Entries provided:
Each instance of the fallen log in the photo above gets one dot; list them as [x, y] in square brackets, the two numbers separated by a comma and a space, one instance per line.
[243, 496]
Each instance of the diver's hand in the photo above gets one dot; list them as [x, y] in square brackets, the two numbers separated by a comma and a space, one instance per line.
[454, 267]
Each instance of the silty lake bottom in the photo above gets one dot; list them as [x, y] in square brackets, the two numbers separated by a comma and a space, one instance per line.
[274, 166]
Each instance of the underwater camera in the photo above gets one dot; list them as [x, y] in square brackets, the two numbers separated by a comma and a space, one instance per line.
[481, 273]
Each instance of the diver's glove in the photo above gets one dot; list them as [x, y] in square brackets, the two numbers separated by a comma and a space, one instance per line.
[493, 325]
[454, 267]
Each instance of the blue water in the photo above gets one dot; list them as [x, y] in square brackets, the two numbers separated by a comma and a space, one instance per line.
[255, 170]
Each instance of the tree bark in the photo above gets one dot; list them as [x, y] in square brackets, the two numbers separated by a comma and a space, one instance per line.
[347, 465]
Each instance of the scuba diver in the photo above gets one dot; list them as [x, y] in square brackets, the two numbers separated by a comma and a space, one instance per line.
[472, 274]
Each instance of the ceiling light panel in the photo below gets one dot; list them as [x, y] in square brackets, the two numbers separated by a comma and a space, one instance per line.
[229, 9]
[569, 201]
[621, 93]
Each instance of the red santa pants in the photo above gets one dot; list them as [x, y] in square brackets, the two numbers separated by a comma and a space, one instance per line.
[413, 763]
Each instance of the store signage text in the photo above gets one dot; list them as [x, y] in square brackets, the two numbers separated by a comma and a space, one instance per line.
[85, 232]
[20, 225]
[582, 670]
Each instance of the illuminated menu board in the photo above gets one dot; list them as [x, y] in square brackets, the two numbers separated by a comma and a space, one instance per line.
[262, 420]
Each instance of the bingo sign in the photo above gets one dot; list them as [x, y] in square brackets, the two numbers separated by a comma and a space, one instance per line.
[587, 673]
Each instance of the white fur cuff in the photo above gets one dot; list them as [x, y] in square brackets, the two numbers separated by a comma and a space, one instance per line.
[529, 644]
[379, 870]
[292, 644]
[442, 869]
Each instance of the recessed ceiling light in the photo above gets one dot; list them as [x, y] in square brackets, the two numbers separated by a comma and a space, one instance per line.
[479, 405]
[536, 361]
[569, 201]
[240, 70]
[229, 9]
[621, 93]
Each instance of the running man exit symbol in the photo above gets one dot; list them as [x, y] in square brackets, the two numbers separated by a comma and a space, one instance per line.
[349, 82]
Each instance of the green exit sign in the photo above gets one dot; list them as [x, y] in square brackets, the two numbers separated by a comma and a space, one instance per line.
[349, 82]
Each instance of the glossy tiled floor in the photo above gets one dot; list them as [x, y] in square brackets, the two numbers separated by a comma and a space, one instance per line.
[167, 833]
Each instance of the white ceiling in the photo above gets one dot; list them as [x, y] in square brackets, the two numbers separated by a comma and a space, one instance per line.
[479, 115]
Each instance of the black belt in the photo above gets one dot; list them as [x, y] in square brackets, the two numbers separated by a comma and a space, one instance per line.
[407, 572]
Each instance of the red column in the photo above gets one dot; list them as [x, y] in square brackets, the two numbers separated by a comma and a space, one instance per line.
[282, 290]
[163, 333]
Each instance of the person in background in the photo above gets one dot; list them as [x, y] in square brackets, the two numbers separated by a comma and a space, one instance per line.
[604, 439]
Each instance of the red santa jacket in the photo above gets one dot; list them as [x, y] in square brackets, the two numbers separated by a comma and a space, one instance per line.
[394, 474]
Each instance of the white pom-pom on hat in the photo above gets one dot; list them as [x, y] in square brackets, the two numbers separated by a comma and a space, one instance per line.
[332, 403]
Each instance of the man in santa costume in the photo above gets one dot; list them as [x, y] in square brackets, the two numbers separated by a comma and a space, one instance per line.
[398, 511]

Directions for this task: Extract the entries above verbatim.

Answer section:
Each instance of the fallen log in the photo above gets one dot; list them as [x, y] in square brackets, the two numbers separated by a comma and a space, one instance per line.
[243, 496]
Each instance of the diver's hand in the photo above gets one dot; list them as [x, y] in square brackets, the two numbers separated by a comma and a space, one instance per line.
[454, 267]
Each instance of the silty lake bottom in the photo above gets one dot; list them as [x, y] in square brackets, the two numbers separated by a comma and a space, one instance per line.
[274, 166]
Each instance of the underwater camera in the photo above gets one dot; list them as [x, y] in square brackets, the two numbers separated by a comma and a space, one instance per line.
[481, 273]
Each instance of the diver's glove in the photo above gets one dot; list them as [x, y] in square brackets, the two numbers separated by a comma and a space, one instance per line.
[493, 325]
[454, 267]
Each instance of the blue water in the photo above gets one dot; list them as [x, y] in square brackets, the two numbers separated by a comma and a space, one instance per line.
[255, 170]
Each instance of the tree bark in the photo above gets one dot; list them as [x, y] in square brackets, the two numbers separated by a comma and a space, one instance per line.
[347, 465]
Each instance of the scuba diver in the photo above gets one dot; list them as [x, y] in square brackets, the two numbers separated by a comma and a space, one instance per line.
[472, 274]
Each instance of the ceiling light panel in the photo below gets one dot; list them as [x, y] in square brackets, the two numbers separated by a comma and a space, one instance per line.
[229, 9]
[569, 201]
[621, 93]
Each instance of the red santa pants in the photo above gets one dot; list them as [x, y] in square brackets, the two numbers separated by a comma and a space, one instance per line.
[413, 763]
Each instance of the store signage text in the photo above gets one dot; list them as [x, y] in square brackets, the two numbers separated by a comma and a space, one instance per line.
[85, 232]
[20, 225]
[582, 670]
Each instance of the illuminated menu board in the photo above gets one dot; list them as [x, y] in square brackets, the two numbers separated by a comma and a space, one instance per line.
[262, 420]
Each instance of the bingo sign in the photo above gets one dot; list them as [x, y] in square brackets, the two numbers separated by a comma and a space, one instance per line.
[587, 673]
Each instance of the white fur cuff in the photo above gets one dot; list them as [x, y] in square brackets, the two numbers separated by a comma and a space, one instance per line.
[529, 644]
[379, 870]
[292, 644]
[442, 869]
Each instance of the recessed ceiling light in the photo above gets one dot; list them as [x, y] in square brackets, the two numbers separated by a comma and a space, one instance per line.
[479, 405]
[536, 361]
[569, 201]
[240, 70]
[229, 9]
[621, 93]
Each instance of the running man exit symbol in the photo above gets one dot; list them as [x, y] in square brackets, the two numbers separated by a comma and a space, one instance per line.
[349, 82]
Each instance of the green exit sign in the photo above gets one dot; list them as [x, y] in square brackets, the two numbers separated by a comma and a space, one instance per line.
[349, 82]
Each instance of the glossy tiled floor in the photo above gets one dot; list them as [x, y] in square brackets, the two numbers separated by a comma and a space, one instance per line.
[167, 833]
Each instance of the white ceiling in the photo above gets one dot; list them as [x, y] in square brackets, the two numbers separated by a comma and a space, one instance per line.
[479, 115]
Each instance of the black belt in the photo above gets one dot; list them as [x, y] in square brackets, the two numbers separated by a comma and a space, one instance per line.
[407, 572]
Each instance of the red column in the photo above gets one dot; list them as [x, y] in square brackets, the two numbers separated by a comma and a space, one instance per line.
[282, 290]
[163, 333]
Each instance of the person in background in the photo above gets one dot; list them as [x, y] in square brackets, the two numbers separated by a comma and a space, one instance per line.
[604, 439]
Each instance of the red santa jacket in the photo above gets one dot; list them as [x, y] in square brackets, the two numbers separated by a comma and a space, one instance per line.
[394, 474]
Each instance of the white pom-pom on hat in the photo above gets one dot; list them as [x, y] in square brackets, the two numbers separated by a comma and a space, one instance per line.
[332, 403]
Each instance of the man in santa costume in the photo above gets one dot; list them as [x, y] in square brackets, the two numbers separated by a comma and a space, one instance per line.
[398, 511]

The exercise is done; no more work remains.